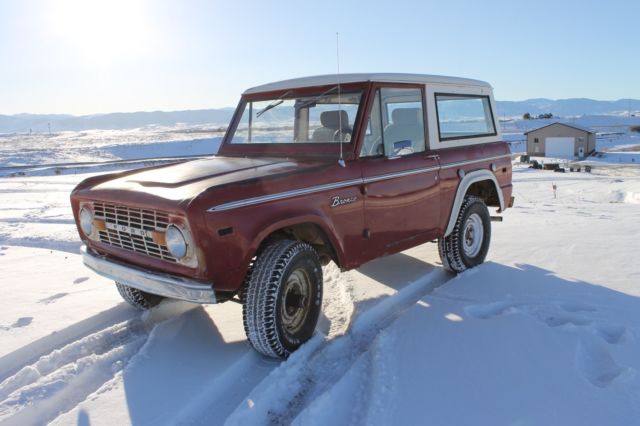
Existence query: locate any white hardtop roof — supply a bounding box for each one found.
[244,73,491,94]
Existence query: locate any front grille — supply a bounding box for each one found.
[93,202,177,262]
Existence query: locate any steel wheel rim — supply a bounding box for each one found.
[462,213,484,257]
[280,269,311,334]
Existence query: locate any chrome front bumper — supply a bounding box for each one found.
[80,245,216,303]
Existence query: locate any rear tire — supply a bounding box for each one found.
[242,240,322,358]
[438,196,491,273]
[116,282,164,311]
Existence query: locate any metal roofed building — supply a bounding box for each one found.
[525,123,596,158]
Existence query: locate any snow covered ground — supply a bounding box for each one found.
[0,156,640,425]
[0,127,224,168]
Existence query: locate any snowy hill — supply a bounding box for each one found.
[0,99,640,133]
[0,161,640,426]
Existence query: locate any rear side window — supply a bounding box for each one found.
[360,87,425,157]
[435,93,496,141]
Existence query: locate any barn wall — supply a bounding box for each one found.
[527,124,596,157]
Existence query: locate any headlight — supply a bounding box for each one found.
[80,207,93,236]
[165,225,187,259]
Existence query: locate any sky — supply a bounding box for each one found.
[0,0,640,115]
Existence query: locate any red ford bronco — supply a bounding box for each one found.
[71,74,513,357]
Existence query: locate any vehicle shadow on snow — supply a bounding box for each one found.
[123,305,280,425]
[0,302,136,382]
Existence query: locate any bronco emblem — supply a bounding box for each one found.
[331,195,358,207]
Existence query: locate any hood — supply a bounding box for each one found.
[89,157,326,207]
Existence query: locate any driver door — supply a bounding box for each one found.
[360,85,440,259]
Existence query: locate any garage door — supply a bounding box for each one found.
[545,138,575,158]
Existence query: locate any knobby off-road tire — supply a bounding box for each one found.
[242,240,322,358]
[116,282,164,311]
[438,196,491,273]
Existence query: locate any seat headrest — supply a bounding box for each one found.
[320,109,349,129]
[391,108,422,124]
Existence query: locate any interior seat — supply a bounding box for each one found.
[312,110,351,142]
[384,108,424,153]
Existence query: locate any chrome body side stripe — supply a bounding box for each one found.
[440,154,511,169]
[207,154,511,213]
[363,166,440,183]
[207,179,362,212]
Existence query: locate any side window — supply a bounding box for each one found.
[435,93,496,141]
[360,88,425,157]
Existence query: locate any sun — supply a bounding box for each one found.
[49,0,151,64]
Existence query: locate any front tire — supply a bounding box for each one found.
[116,282,164,311]
[242,240,322,358]
[438,196,491,273]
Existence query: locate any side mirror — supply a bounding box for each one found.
[391,139,414,157]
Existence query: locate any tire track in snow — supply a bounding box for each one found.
[226,269,451,425]
[0,302,197,425]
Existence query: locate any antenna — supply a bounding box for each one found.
[336,32,346,167]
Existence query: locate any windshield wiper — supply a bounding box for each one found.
[256,90,291,118]
[296,86,338,109]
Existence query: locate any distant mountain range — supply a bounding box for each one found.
[497,98,640,117]
[0,98,640,133]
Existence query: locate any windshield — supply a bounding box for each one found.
[231,86,362,144]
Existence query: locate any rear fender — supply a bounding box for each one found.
[444,170,505,237]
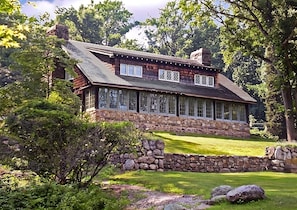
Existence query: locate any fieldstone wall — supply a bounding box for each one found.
[266,146,297,173]
[89,109,250,138]
[164,154,270,173]
[111,140,271,173]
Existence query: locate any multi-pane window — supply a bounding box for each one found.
[179,97,213,118]
[140,92,176,114]
[216,102,246,122]
[98,88,137,111]
[120,63,142,77]
[194,74,214,87]
[159,69,179,82]
[85,89,95,109]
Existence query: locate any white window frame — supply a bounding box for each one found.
[159,69,180,82]
[194,74,215,87]
[120,63,143,78]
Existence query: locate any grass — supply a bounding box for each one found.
[112,171,297,210]
[153,132,279,156]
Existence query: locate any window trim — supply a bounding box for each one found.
[158,69,180,82]
[120,63,143,78]
[194,74,215,87]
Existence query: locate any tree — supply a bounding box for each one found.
[56,0,138,46]
[144,1,223,68]
[4,99,138,187]
[182,0,297,141]
[0,17,76,118]
[0,0,28,47]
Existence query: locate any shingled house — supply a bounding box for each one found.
[52,26,255,137]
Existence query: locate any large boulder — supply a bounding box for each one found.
[211,185,233,198]
[226,185,265,203]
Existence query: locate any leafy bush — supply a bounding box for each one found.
[0,183,129,210]
[5,99,138,185]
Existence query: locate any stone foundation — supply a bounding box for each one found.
[89,109,250,138]
[111,140,271,173]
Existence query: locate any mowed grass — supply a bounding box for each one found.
[153,132,280,156]
[112,171,297,210]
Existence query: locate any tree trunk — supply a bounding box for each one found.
[282,85,297,142]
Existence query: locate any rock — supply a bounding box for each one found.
[265,147,275,159]
[226,185,265,203]
[209,195,227,205]
[274,146,284,160]
[142,140,150,150]
[211,185,233,198]
[164,203,186,210]
[123,159,135,170]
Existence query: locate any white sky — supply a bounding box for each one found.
[20,0,171,45]
[21,0,170,21]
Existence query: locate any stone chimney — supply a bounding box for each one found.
[47,24,69,40]
[190,48,211,66]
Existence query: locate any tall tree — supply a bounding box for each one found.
[182,0,297,141]
[0,0,28,47]
[0,15,76,118]
[56,0,138,46]
[144,1,223,68]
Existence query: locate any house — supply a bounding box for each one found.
[51,25,256,137]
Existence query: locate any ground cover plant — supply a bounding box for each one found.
[111,171,297,210]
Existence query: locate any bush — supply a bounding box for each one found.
[0,183,129,210]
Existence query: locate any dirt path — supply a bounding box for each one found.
[105,185,209,210]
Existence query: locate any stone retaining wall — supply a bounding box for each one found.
[111,140,271,172]
[88,109,250,138]
[111,140,297,173]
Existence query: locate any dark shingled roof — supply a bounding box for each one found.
[64,40,256,103]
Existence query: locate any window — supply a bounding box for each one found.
[140,92,176,114]
[216,102,246,122]
[194,74,214,87]
[85,89,95,109]
[179,96,187,115]
[159,69,179,82]
[98,88,137,111]
[120,63,142,77]
[98,88,108,109]
[129,91,137,111]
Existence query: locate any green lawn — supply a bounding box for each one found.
[153,132,280,156]
[112,171,297,210]
[104,132,297,210]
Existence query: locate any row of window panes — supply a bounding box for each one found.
[194,74,214,87]
[120,63,142,77]
[85,89,95,109]
[216,102,246,121]
[85,88,246,121]
[159,69,179,82]
[179,97,213,118]
[139,92,176,115]
[98,88,137,111]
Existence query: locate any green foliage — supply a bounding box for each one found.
[182,0,297,141]
[56,0,137,46]
[0,0,29,48]
[112,171,297,210]
[150,132,276,156]
[5,99,138,185]
[0,183,128,210]
[144,1,224,68]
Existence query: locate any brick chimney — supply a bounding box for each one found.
[46,24,69,40]
[190,48,211,66]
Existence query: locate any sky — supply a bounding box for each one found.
[20,0,170,21]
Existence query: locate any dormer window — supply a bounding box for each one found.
[159,69,179,82]
[120,63,142,77]
[194,74,214,87]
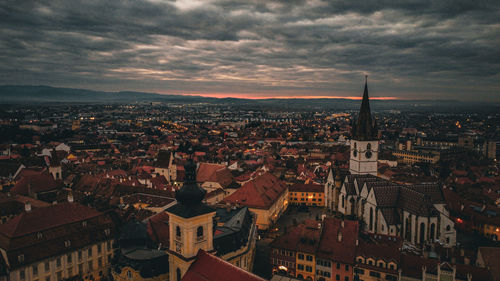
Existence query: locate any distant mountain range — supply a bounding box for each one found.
[0,85,499,111]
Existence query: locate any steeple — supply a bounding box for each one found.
[352,76,377,141]
[166,155,215,218]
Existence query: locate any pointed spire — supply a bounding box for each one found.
[352,75,377,140]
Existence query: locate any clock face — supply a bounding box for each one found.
[365,150,372,159]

════════

Set out the entries as a numbered list, starting at the line containing "Existence query: locate any garage" and ending at the line containing "[391,108,422,124]", with both of those lines included and any blank lines omitted.

Response for this exercise |
1. Existence query: locate any garage door — supply a bounding box for each one found.
2. [545,138,575,158]
3. Existence query: locate any knobby off-road tire — supply a bounding box for each one found.
4. [242,240,322,358]
5. [116,282,164,311]
6. [438,196,491,273]
7. Existence query: locate any seat headrest — supply a bounding box for each one found.
8. [320,109,349,129]
9. [391,108,422,124]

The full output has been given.